** begin STORED RECORDS **
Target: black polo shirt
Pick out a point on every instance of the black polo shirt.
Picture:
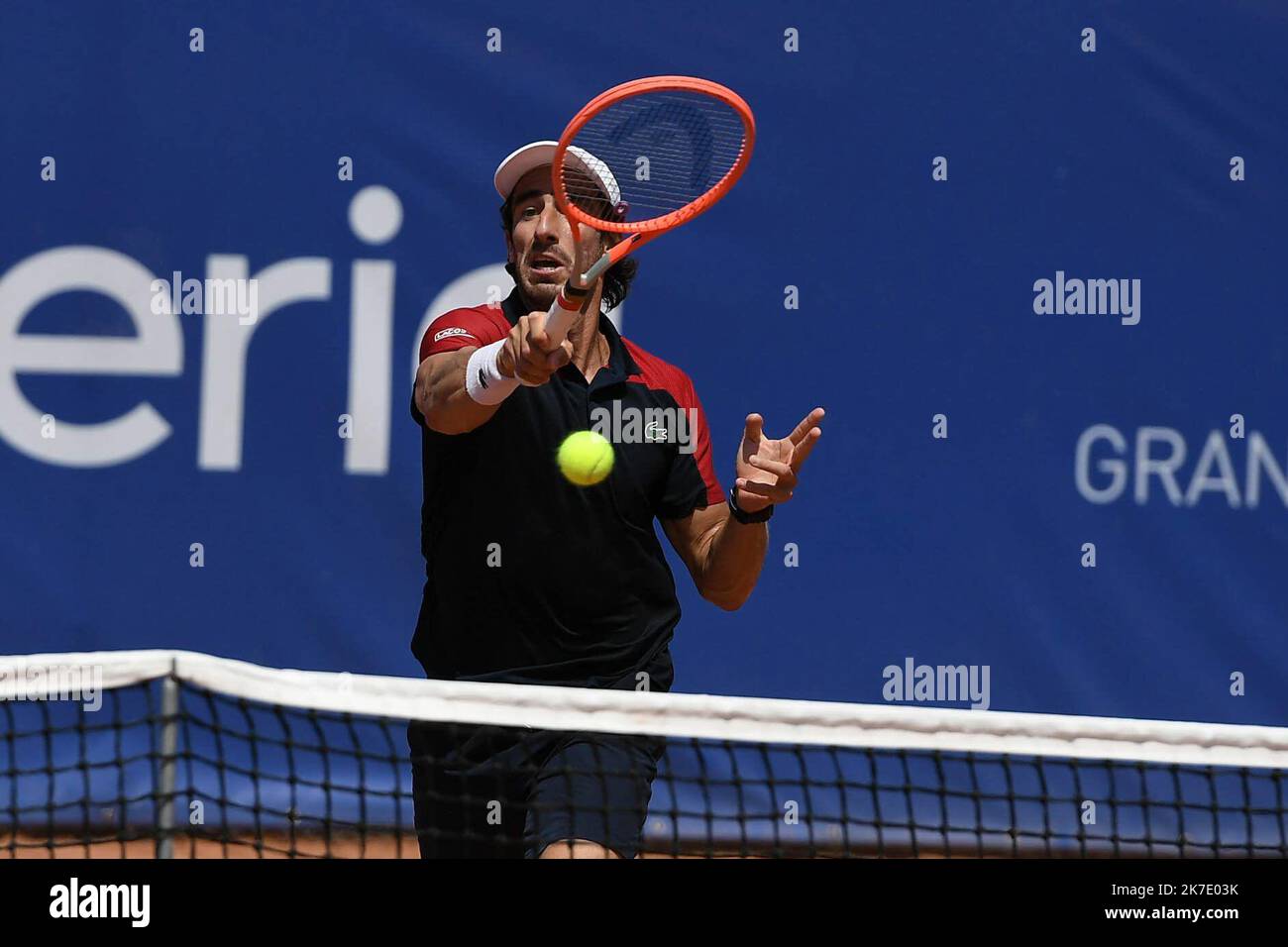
** end STORED RECORDS **
** begin STORED RECORDS **
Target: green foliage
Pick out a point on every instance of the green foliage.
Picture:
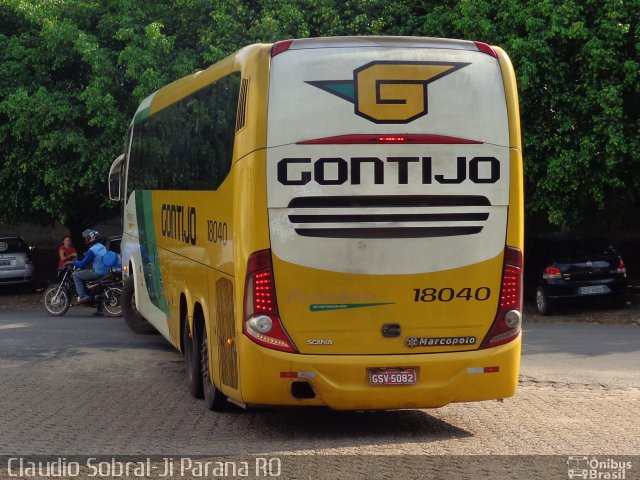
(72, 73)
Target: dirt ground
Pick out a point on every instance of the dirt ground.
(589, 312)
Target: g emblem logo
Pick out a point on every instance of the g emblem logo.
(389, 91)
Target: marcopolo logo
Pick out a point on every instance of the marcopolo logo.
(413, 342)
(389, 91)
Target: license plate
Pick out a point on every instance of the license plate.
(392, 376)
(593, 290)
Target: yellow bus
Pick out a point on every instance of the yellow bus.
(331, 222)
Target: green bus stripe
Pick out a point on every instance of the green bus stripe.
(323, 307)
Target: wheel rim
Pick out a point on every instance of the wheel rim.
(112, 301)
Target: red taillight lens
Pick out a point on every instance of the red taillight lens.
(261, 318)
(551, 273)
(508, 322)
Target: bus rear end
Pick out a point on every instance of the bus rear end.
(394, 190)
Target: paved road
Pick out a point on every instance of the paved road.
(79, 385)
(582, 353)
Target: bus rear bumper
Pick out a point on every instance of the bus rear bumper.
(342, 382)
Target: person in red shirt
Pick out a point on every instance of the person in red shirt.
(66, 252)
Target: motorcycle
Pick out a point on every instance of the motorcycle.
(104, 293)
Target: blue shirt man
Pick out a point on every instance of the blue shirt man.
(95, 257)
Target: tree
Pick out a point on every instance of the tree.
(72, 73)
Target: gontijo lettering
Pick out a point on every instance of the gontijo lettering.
** end STORED RECORDS **
WRITTEN INSTRUCTION: Format everything from the line containing "Target: blue shirt man" down to the line containing "Pick out a point on every instance of the gontijo" as a Markdown table with the columns Number and Entry, giving each line a row number and its text and omitting blank lines.

CORRECT RESULT:
| Number | Entry |
|---|---|
| 1 | Target: blue shirt man |
| 2 | Pick out a point on every instance of the blue shirt man. |
| 3 | (95, 257) |
| 4 | Target: tree |
| 5 | Pick out a point on every instance of the tree. |
| 6 | (72, 73) |
| 7 | Target: gontijo lettering |
| 8 | Pick out a point on every instance of the gontijo lettering. |